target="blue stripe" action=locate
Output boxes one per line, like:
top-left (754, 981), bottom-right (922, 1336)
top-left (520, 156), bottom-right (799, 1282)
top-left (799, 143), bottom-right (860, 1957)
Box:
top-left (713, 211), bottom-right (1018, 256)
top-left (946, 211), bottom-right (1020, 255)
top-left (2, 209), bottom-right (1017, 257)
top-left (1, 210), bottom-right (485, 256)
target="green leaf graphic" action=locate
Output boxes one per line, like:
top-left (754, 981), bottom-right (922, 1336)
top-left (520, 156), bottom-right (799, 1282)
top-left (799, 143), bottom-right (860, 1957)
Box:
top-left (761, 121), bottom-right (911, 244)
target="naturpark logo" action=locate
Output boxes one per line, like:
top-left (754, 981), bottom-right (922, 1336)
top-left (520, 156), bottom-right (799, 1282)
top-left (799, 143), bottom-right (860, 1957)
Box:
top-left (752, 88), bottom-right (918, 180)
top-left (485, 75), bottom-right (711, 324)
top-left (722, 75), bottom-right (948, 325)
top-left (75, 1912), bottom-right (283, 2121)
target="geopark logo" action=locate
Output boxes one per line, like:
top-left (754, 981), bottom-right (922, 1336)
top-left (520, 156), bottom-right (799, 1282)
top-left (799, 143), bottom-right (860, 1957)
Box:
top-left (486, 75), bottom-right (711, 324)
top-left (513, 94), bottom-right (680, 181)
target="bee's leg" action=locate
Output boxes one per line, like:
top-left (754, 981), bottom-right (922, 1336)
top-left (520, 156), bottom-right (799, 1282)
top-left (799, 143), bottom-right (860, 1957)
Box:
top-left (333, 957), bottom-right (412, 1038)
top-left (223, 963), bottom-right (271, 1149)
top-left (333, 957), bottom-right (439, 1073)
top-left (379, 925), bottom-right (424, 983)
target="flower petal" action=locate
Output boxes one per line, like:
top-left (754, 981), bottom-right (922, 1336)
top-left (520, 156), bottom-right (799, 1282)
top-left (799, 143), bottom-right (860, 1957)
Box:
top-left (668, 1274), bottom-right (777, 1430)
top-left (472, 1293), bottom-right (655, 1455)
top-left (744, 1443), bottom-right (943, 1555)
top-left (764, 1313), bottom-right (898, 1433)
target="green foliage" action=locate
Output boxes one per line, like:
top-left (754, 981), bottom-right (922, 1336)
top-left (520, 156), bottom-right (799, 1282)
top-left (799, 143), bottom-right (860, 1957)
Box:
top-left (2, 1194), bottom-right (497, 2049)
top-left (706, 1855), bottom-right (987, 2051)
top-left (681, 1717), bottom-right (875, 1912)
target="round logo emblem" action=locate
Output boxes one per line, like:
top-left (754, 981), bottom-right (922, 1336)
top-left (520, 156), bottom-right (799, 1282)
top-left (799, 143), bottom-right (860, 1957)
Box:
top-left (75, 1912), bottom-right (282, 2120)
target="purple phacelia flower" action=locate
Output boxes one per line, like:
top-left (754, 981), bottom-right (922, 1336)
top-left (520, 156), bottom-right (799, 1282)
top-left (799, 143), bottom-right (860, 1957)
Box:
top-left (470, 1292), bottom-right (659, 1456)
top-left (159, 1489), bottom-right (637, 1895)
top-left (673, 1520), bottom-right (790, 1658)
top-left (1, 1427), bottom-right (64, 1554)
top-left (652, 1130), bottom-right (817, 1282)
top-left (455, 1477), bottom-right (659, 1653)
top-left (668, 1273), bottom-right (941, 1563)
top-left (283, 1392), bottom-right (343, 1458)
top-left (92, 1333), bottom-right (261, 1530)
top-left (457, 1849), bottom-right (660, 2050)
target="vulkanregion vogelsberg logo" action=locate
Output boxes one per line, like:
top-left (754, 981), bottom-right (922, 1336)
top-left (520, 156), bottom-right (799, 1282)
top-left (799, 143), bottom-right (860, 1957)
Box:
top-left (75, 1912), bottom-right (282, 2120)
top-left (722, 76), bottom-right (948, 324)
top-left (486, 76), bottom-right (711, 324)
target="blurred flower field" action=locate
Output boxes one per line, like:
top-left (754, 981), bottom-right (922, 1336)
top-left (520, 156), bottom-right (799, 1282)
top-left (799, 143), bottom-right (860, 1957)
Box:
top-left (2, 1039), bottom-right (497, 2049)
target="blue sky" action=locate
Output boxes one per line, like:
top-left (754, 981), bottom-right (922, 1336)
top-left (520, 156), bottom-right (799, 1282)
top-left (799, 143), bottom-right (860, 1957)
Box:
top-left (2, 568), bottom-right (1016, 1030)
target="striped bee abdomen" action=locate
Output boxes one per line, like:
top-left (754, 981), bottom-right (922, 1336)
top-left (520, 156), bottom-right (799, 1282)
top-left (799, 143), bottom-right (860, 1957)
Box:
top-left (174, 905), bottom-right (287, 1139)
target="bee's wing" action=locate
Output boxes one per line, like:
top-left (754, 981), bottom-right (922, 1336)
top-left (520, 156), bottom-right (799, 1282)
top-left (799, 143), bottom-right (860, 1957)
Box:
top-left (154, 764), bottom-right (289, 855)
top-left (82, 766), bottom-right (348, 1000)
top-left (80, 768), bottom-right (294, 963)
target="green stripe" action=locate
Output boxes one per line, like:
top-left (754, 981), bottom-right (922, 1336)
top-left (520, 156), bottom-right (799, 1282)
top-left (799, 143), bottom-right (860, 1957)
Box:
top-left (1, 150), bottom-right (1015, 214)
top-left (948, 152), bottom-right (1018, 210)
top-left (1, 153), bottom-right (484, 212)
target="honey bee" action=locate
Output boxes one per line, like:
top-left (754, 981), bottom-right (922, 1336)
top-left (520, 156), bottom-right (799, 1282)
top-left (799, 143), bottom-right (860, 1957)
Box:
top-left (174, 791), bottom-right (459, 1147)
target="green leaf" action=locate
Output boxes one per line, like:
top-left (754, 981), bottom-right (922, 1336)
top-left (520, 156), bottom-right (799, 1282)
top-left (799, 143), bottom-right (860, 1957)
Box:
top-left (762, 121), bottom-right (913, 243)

·····

● What you have to do: Answer with one number only: how many lines of the entries above include the word "leaf"?

● The completed task: 2